— Start EXTRACTED DATA —
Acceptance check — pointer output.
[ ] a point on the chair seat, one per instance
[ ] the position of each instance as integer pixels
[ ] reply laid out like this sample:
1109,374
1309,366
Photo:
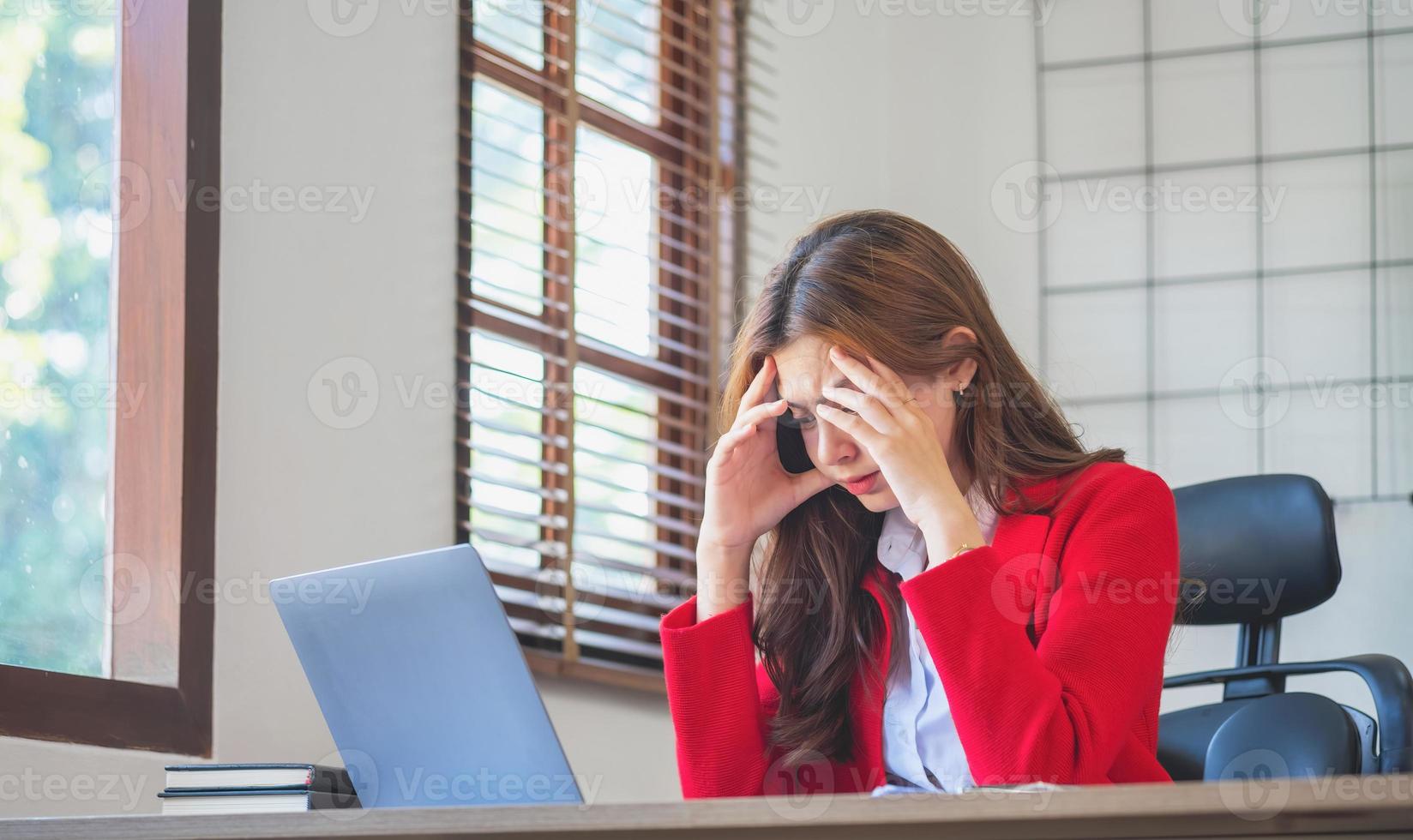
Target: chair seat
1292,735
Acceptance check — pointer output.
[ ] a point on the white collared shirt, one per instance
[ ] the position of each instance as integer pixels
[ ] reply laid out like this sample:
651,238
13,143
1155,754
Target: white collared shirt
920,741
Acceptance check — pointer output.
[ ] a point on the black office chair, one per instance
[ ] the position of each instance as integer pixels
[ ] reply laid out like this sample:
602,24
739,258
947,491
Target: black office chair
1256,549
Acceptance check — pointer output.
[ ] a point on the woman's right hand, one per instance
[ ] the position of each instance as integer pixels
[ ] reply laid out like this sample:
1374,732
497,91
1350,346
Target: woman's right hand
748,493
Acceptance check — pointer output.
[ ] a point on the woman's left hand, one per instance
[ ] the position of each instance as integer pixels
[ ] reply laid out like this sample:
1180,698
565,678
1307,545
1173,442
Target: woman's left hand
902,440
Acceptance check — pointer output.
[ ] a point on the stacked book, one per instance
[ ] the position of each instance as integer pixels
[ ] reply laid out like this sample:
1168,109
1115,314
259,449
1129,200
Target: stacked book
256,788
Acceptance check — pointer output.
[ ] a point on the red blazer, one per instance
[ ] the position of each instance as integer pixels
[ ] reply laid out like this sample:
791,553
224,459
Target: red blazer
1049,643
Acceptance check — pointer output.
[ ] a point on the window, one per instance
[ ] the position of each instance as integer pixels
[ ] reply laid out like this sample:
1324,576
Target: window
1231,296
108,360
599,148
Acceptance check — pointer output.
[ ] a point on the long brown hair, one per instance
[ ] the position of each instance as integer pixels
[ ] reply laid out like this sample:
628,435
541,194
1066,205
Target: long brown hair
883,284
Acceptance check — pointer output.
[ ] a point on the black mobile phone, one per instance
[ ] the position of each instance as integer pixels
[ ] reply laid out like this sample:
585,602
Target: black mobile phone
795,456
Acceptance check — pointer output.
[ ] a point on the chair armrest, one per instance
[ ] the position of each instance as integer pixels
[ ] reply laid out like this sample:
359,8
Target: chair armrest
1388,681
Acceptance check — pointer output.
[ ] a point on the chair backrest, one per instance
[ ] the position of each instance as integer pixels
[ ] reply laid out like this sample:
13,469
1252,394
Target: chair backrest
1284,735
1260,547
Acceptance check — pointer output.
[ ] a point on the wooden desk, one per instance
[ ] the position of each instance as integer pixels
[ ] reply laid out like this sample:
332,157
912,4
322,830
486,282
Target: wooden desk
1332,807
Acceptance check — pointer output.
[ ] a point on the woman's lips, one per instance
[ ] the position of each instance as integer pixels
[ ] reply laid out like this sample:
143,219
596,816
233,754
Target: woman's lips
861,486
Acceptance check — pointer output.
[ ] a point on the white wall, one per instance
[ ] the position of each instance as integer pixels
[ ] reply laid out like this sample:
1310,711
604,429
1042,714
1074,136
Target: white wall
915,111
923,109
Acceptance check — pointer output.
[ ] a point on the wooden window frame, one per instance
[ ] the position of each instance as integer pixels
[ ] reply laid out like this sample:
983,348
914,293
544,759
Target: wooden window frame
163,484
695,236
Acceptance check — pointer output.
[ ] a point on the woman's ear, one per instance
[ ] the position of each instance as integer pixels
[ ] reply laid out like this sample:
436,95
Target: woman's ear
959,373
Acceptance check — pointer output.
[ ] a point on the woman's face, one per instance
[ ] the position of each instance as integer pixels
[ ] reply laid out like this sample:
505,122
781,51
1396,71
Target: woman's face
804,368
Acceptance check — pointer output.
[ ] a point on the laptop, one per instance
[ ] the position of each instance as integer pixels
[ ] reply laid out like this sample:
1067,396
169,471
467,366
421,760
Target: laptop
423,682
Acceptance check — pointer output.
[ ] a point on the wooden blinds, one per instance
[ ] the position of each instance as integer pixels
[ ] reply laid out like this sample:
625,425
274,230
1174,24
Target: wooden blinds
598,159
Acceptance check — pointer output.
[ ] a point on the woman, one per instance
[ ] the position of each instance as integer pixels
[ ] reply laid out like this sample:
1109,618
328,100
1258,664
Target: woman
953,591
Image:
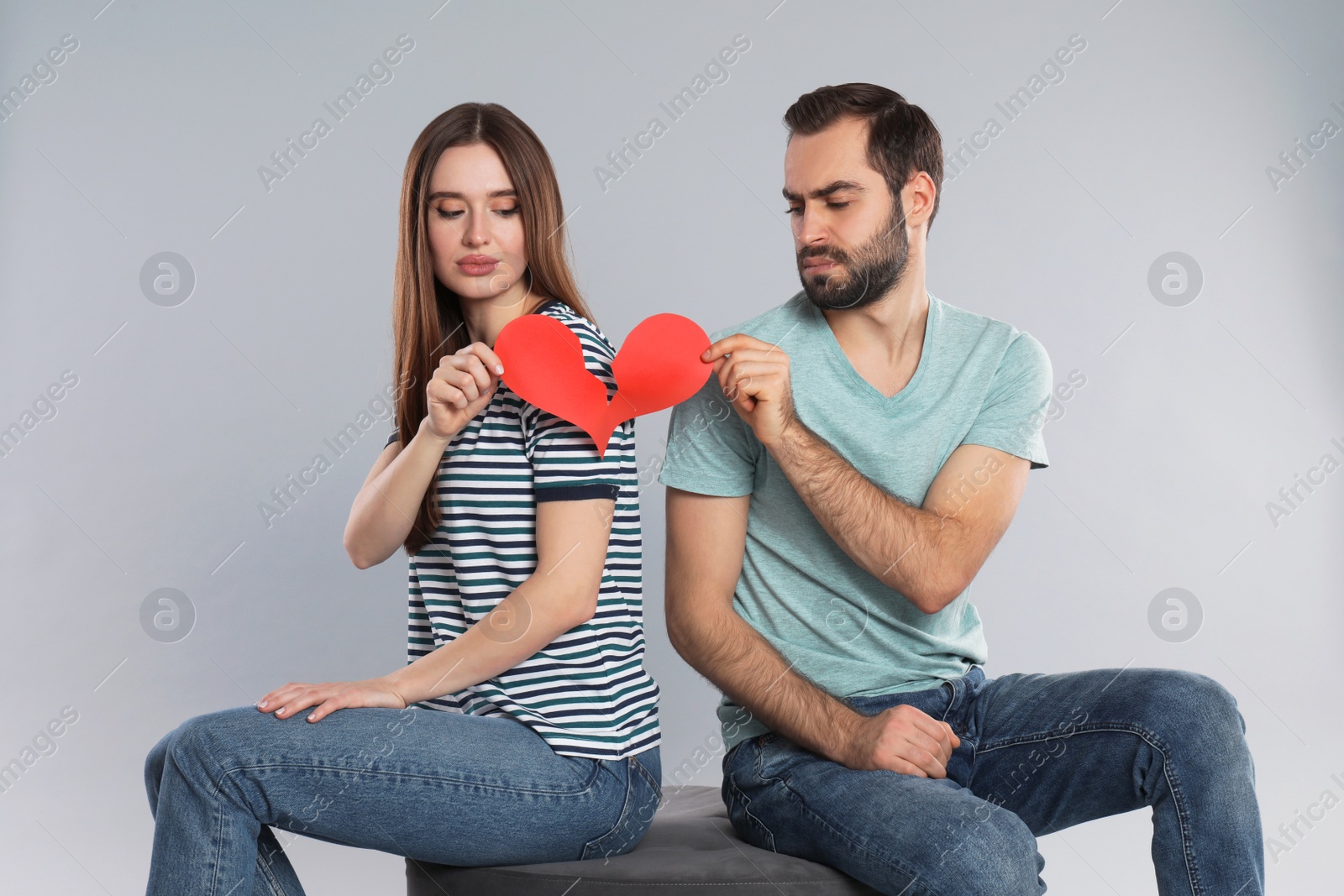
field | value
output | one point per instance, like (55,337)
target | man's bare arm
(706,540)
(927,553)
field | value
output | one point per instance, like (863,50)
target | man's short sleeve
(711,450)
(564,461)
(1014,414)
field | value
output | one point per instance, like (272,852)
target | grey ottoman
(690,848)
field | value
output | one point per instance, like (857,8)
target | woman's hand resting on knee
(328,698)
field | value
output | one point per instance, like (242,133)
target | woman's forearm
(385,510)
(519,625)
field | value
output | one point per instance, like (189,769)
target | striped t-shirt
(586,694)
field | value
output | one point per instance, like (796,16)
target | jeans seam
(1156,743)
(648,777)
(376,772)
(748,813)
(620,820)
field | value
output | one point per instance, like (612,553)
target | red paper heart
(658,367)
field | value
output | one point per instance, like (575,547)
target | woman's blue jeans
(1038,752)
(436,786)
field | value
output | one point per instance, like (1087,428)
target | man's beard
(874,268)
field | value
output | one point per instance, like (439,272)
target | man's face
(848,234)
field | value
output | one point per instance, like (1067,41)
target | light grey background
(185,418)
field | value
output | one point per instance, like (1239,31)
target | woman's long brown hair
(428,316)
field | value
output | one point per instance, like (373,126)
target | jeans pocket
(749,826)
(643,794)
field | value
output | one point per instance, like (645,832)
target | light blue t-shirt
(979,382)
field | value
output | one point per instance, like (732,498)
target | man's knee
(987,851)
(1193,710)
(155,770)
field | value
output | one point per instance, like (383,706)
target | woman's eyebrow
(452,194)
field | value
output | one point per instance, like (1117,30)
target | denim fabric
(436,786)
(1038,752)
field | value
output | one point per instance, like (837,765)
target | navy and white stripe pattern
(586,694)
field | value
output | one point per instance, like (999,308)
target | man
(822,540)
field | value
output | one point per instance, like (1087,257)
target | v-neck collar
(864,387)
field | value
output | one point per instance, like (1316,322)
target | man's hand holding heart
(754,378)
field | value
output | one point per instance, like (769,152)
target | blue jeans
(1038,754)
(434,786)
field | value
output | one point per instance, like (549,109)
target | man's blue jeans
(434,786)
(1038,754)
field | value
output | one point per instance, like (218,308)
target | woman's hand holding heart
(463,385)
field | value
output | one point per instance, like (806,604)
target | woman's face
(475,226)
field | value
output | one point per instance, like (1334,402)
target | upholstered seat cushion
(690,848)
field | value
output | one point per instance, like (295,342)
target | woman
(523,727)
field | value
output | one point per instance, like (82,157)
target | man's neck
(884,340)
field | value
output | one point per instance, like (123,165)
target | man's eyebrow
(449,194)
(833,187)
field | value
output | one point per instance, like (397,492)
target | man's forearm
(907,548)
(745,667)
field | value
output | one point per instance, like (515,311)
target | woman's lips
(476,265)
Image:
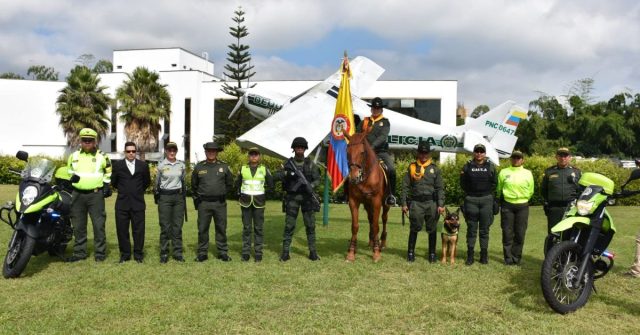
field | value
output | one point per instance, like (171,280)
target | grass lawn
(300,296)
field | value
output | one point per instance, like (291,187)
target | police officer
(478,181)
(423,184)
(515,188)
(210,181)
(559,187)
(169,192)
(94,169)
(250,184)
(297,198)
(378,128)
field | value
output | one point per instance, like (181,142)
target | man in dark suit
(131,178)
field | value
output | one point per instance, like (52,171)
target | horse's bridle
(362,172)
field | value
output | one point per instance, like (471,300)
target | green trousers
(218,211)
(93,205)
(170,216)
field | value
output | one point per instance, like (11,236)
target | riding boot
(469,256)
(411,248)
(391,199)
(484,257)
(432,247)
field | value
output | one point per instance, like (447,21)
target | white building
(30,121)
— End EXTRACTED DATA —
• YOUR INSTRUCTIONS:
Reproduce all entries exactly. Pictures do not belong in the copy.

• EXERCISE ANSWER:
Acceptance check — pointer output.
[ ] a point on the chair seat, one per instance
[ ] the position of each instance as integer pixels
[ ] reply laid out like this sample:
1109,374
1309,366
Photo:
Target: chair seat
1292,735
Acceptance check — pointer output.
[ ] a point on the white collared shirt, one per instance
[ ] the position of each instance as integer pixels
[ ] reply laid out like this sample:
651,238
13,143
1155,754
Target: white collared shirt
920,741
Acceptance check — pointer output.
[ ] a point on the black office chair, one per instance
[ ] the position of each instance as integer pixels
[ ] reply laid out like this sample:
602,24
739,258
947,491
Target: black office chair
1256,549
Acceptance check — pointer output.
[ ] a point on the woman's right hand, one per instance
[ ] the position of each instance as integer pixels
[ ] reply laid out like this sample:
1374,732
497,91
1350,346
Target: woman's right hand
748,493
Acceptance check — pointer output.
[ ] a point on the woman's left hand, one per instance
[ ] the position of each instance as integer pixels
[ ] reply laid out like this sample:
1180,698
565,678
1307,545
1173,442
Target: woman's left hand
902,440
Acceptance check — pointer output.
[ ] a point on the stacked book, one per instance
[ ] the position of each instance as integer pixels
[ ] reply laid out like this sample:
1168,109
1115,314
259,449
1129,200
Target: stacked book
256,788
Acceptance check — pointer output.
[ ] a point on the red blazer, one per instance
[ ] the position of each instance as integer pixels
[ ] reply laid out like this sample:
791,553
224,459
Target: red blazer
1049,643
Acceptance check — pointer output.
[ ] a point on the window, one per instance
[ ] the position of each instance as integer pixels
[ ] reply laid out like this sample:
1324,576
Target: window
1231,296
108,360
599,148
Acceptance check — pointer output.
[ ] a point on the long brown hair, one per instance
[ ] the position of each instance as integer pixels
[ ] reply laid out like this sample:
628,435
541,194
1066,205
Target: long brown hair
883,284
Acceptance check — pointer output.
[ ] a point on the black mobile phone, one per instance
[ ] the position of each instance as integer pixels
[ ] reply laid out like this sample:
585,602
Target: black mobile phone
795,456
Acceptance check — pointer output.
[ ] a point on the chair armrest, one per instance
[ ] the position of each instance as integer pixels
[ ] reply laid out like this sample:
359,8
Target: chair armrest
1388,681
Acceptance check — pointer output.
[ ] a point on the chair backrest, one per instance
[ ] the position of each instance as integer pixels
[ ] reply laid out like this sample:
13,469
1252,394
Target: chair backrest
1284,735
1260,547
Acceptance check — pointer output.
[ ] a point on the wooden desk, one per instance
[ ] the position of each instance as integer pixels
[ ] reply laid out like this sample:
332,157
912,4
322,830
486,282
Target: wooden desk
1332,807
Acceptance check — pointer output.
[ ] a point on the woman's lips, one per instance
[ ] the position of each instance as integer pixels
[ ] reply laid out like this sample:
143,219
596,816
233,754
Target: woman's lips
861,486
Acceptance check — pointer output.
[ ] a point on the white wall, one per instance
[ ] the position of each instance as integer pixels
[ ] reply laid out like this sample:
1310,711
604,429
1042,714
1074,136
Target: white wall
915,111
923,109
Acceptance check — pointer output.
[ ] a point on the wooden window frame, one per instance
[ ] the position of each instance as integer pixels
[ ] reply laid out like this sample:
983,348
914,293
544,759
Target: wooden window frame
163,484
695,236
Acceptance check — pointer output.
[ ] a point on the woman's ear, one per instance
[ ] the position of each instance as integer pixels
[ ] reply laid out like this sample:
436,95
Target: woman's ear
959,373
Acceptance check — pointer output.
[ ] a point on the woman's face, one per instance
[ ] the position of each instance as integer pixels
[ ] reply laid out like this sample:
505,122
781,51
1396,71
Target: woman's face
804,368
Acceptance check — pointer output.
[ ] a point on the laptop, one per instance
[ ] the position of each instance as integer pixels
[ ] reply laid out like this sample:
1067,396
169,471
467,366
421,760
Target: laptop
423,682
Acceptance check — pointer output.
[ ] a point on the wooden blinds, one per instance
[ ] the position of each instance as integer pixels
[ ] reply laid out like this sample:
625,425
274,230
1174,24
Target: wooden blinds
598,159
Acceptance check — pointer output.
[ ] a point on the woman, one per instance
[ ] the position of each instance as integer pixels
[ ] reply laid out like this sample:
1109,618
328,100
1258,664
Target: woman
953,591
Image:
field | value
output | one point per instance, like (55,337)
target | man's bare arm
(706,540)
(927,553)
field | value
output | one point per instance, like (863,50)
target | man's short sleeve
(711,450)
(564,461)
(1014,414)
field | value
output | one point per instance, like (272,852)
target | grey ottoman
(690,848)
field | value
output | one point per instance, like (857,8)
target | woman's hand resting on knee
(328,698)
field | value
output | one point per instance, like (242,133)
target | woman's forearm
(385,510)
(519,625)
field | value
output | one point per instance, like (189,769)
target | striped t-shirt
(586,694)
field | value
output | one point per instance, like (796,16)
target | jeans seam
(1156,743)
(648,777)
(376,772)
(748,813)
(620,820)
field | value
output | one point per instance, like (612,553)
target | red paper heart
(658,367)
field | value
output | one point per instance, like (575,547)
target | woman's blue jeans
(1038,752)
(436,786)
field | value
output | one point per instance, like (1087,428)
target | man's beard
(874,268)
field | value
output | one point per instance, like (439,272)
target | man's face
(848,234)
field | value
output | one point per instance, like (1067,41)
target | light grey background
(185,418)
field | value
output | one point per instance, like (1239,31)
target | woman's long brown hair
(428,316)
field | value
output | one point per instance, like (373,126)
target | jeans pocket
(749,826)
(643,794)
field | value
output | one point per instance, like (645,832)
target | light blue t-shirt
(979,382)
field | value
output | one point per instance, like (732,498)
target | man's knee
(987,851)
(1193,710)
(155,770)
field | value
output | one point per instance, like (383,706)
target | woman's eyebrow
(452,194)
field | value
output | one point per instance, like (1117,30)
target | denim fabric
(436,786)
(1038,752)
field | value
output | one point per instance, like (837,765)
target | navy and white stripe pattern
(586,694)
field | value
output | one point per instance, like (999,308)
target | man
(822,540)
field | value
output | one point per instance, like (1087,257)
target | v-neck collar
(864,387)
field | value
output | one point per instance, like (1316,322)
target | man's hand holding heart
(754,378)
field | value
output | one point per instance, like (769,152)
target | blue jeans
(1038,754)
(434,786)
field | value
output | one point per instance, like (549,109)
target | man's blue jeans
(434,786)
(1038,754)
field | value
output | one point per instance, like (218,308)
target | woman's hand holding heart
(463,385)
field | value
output | one point per instance, like (806,604)
target | woman's face
(475,226)
field | value
output | one point per instance, like (1334,402)
target | upholstered seat cushion
(690,848)
field | value
output | one point per instance, like (295,342)
target | woman
(523,727)
field | value
output | one point per instance, like (82,157)
target | man's neck
(884,340)
field | value
output | one point per instance, like (123,165)
target | man's eyebrow
(449,194)
(833,187)
field | value
output | one point per instance, like (397,492)
target | man's forearm
(907,548)
(745,667)
field | value
output | one point per instance, like (515,311)
target | woman's lips
(476,265)
Image:
field | value
output | one point per instance, like (171,280)
target | grass lawn
(300,296)
field | value
output | one point per instance, like (291,187)
target | police officer
(478,181)
(423,184)
(515,188)
(210,181)
(559,187)
(169,192)
(94,169)
(250,184)
(297,198)
(378,128)
field | value
output | one point per instance, like (181,142)
target | man in dark suit
(131,178)
field | value
output | one point per instance, like (52,171)
target | horse's bridle
(362,172)
field | value
output | one point per instance, like (471,300)
target | green trousers
(218,211)
(93,205)
(170,216)
field | value
output | one point per instance, like (11,236)
target | riding boot
(469,256)
(411,248)
(391,199)
(484,257)
(432,247)
field | value
output | one point per instance, like (447,21)
target | white building
(30,121)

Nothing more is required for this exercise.